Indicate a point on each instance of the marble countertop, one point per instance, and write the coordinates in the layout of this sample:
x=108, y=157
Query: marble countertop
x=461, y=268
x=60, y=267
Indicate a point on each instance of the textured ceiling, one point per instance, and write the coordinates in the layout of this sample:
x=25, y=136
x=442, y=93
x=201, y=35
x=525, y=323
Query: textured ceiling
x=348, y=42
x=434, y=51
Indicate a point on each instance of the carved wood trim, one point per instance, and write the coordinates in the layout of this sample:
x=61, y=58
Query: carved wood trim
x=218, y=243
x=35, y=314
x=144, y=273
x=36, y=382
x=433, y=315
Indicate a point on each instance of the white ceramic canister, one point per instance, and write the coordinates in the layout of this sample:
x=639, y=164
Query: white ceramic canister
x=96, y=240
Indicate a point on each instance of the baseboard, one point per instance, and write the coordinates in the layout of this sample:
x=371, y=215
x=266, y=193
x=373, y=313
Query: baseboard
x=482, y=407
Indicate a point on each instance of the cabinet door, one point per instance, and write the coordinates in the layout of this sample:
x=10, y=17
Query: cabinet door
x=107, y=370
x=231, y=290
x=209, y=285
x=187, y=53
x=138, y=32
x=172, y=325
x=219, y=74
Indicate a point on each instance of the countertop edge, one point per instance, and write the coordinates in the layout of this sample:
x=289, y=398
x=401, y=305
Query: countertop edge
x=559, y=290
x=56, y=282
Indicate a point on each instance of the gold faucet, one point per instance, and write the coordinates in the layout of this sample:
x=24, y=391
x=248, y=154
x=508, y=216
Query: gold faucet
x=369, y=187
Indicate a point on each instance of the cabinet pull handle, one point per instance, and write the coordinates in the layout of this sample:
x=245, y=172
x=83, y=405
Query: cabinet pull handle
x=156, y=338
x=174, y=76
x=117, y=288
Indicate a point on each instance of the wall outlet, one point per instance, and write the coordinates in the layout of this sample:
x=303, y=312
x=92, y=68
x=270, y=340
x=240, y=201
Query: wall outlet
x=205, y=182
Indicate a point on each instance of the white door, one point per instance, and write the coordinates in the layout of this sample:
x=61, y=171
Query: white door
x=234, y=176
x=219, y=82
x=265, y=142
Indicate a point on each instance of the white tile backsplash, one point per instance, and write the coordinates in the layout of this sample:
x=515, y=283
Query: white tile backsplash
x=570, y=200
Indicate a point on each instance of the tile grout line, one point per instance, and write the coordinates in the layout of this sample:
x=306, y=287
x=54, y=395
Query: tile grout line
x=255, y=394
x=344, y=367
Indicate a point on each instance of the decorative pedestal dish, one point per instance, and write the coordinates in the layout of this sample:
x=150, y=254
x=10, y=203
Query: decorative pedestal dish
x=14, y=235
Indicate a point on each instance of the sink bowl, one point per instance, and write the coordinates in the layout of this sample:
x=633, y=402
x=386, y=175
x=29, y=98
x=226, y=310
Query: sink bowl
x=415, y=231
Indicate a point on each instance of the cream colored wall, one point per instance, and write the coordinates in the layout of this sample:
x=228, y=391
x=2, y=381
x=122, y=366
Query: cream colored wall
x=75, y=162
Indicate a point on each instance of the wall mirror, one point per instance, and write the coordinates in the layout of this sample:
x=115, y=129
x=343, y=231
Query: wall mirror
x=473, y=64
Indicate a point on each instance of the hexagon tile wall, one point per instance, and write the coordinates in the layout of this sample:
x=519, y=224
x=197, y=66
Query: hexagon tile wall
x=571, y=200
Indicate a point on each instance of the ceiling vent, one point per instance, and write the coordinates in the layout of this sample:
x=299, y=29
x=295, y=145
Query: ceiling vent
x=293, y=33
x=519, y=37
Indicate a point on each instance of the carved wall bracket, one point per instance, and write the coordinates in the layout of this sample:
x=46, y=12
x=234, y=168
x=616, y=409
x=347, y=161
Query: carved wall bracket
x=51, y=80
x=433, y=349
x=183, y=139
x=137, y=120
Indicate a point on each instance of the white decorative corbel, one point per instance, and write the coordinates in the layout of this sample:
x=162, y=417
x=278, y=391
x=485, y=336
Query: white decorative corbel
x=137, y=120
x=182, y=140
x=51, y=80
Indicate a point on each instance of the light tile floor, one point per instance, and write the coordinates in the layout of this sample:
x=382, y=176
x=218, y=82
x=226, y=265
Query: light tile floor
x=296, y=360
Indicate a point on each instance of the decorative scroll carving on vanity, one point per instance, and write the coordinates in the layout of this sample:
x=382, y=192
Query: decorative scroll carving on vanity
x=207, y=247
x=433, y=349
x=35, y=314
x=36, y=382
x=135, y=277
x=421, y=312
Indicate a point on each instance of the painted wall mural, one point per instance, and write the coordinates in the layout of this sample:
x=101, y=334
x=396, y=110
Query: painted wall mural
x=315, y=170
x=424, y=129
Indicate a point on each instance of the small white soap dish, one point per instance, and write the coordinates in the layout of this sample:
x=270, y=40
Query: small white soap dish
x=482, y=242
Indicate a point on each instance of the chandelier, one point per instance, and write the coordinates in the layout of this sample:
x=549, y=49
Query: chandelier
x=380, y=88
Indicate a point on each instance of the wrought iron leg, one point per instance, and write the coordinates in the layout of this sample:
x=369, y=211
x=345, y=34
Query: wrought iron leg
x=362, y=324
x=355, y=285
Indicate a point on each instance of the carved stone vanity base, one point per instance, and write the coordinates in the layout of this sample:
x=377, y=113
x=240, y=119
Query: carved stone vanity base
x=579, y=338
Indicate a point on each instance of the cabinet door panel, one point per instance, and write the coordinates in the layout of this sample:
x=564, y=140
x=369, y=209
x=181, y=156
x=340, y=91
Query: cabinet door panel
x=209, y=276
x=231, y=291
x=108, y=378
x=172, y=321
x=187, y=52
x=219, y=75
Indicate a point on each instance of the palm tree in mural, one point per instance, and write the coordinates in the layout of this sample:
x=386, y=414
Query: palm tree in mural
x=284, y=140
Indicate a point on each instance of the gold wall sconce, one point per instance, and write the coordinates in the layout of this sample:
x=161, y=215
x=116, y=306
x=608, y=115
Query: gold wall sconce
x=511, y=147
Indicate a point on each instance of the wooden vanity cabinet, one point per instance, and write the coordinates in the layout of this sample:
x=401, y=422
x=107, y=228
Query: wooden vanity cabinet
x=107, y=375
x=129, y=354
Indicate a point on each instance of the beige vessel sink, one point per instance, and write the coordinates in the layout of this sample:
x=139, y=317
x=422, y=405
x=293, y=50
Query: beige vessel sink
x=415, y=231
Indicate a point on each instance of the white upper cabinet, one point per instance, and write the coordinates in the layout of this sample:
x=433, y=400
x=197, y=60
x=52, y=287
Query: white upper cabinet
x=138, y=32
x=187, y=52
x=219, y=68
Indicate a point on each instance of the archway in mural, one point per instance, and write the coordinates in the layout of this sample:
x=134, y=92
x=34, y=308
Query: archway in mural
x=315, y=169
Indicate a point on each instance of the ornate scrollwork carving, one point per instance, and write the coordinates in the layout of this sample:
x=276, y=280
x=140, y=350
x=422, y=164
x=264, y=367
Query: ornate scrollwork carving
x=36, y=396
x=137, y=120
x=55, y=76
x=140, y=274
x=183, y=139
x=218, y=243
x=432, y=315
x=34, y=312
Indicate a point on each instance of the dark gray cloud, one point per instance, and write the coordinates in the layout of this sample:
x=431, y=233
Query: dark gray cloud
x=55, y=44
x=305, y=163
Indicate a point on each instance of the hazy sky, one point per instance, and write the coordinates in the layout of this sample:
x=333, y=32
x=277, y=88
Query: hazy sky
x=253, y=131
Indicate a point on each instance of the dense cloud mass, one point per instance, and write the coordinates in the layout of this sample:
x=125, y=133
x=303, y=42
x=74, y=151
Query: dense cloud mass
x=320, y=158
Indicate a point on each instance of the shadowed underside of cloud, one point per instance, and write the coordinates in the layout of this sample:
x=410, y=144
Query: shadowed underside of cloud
==*==
* **How to complete this task**: The answer is the run of lines above from the line containing "Query: cabinet door panel" through the line containing "x=401, y=422", copied exactly and alone.

* **Output for this task**:
Query: cabinet door panel
x=209, y=276
x=231, y=291
x=108, y=378
x=172, y=321
x=187, y=52
x=219, y=75
Indicate a point on each instance of the palm tree in mural, one point per instance, and write the coordinates in the layout of this sample:
x=386, y=414
Query: palm tree in mural
x=284, y=140
Indicate a point on each instance of the gold wall sconce, one point per instance, and write the coordinates in the layout of this sample:
x=161, y=215
x=116, y=306
x=608, y=115
Query: gold wall sconce
x=511, y=147
Indicate a point on each instance of the wooden vanity cabinet, one point per instance, and write the coordinates in the layout of this sample:
x=401, y=422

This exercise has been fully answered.